Which lines in the rows below contain the string "leaf"? Copy each one.

_ _ _ _

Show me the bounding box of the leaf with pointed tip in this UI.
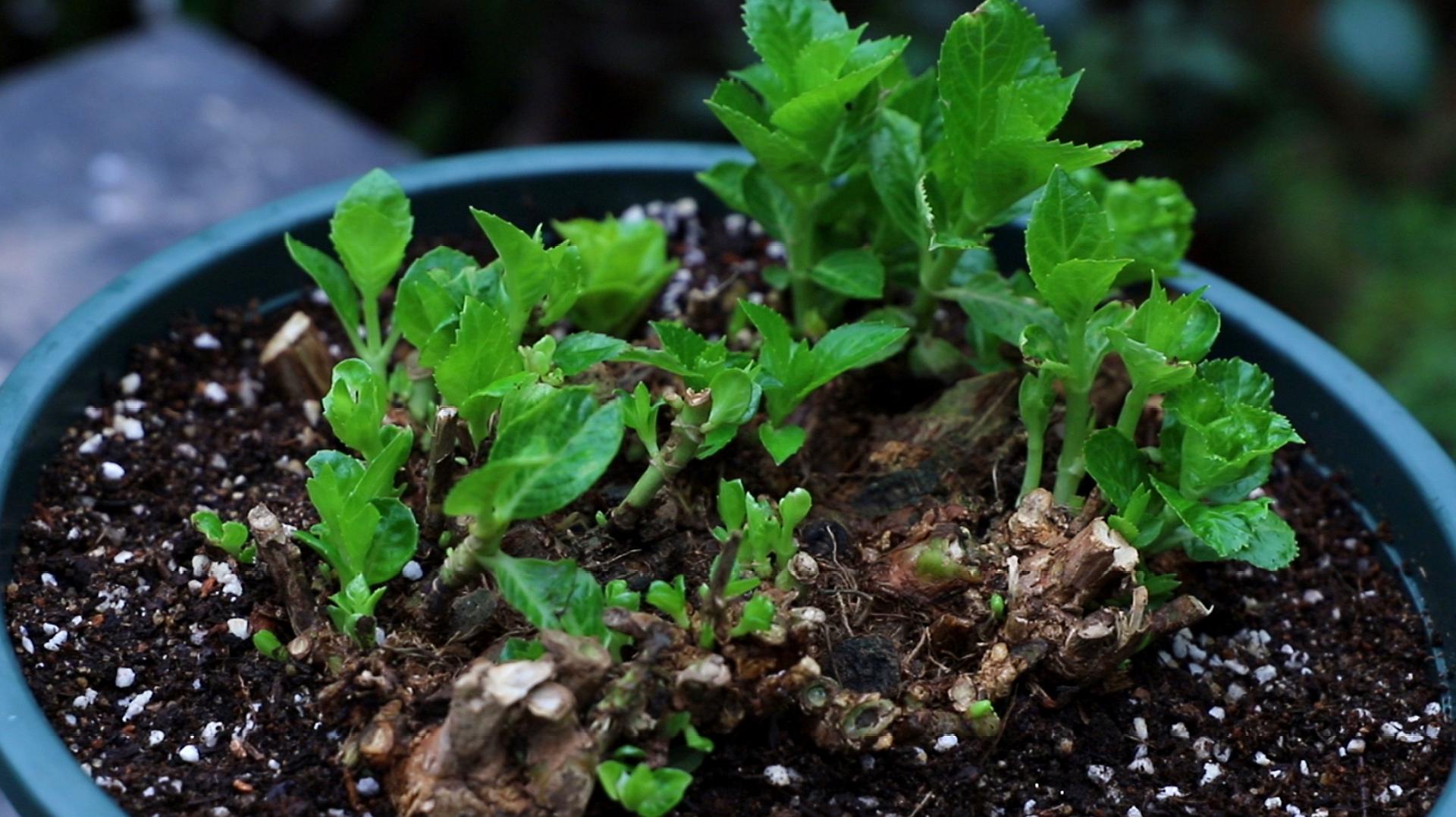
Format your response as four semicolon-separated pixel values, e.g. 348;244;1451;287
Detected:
552;332;628;377
868;109;927;246
1153;479;1299;571
323;357;389;459
810;249;885;300
758;423;807;464
1083;428;1147;510
446;386;623;524
435;299;522;443
329;169;415;300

_ _ _ _

FULL OUTPUT ->
Show me the bounding box of the leaf with pointed tip in this UI.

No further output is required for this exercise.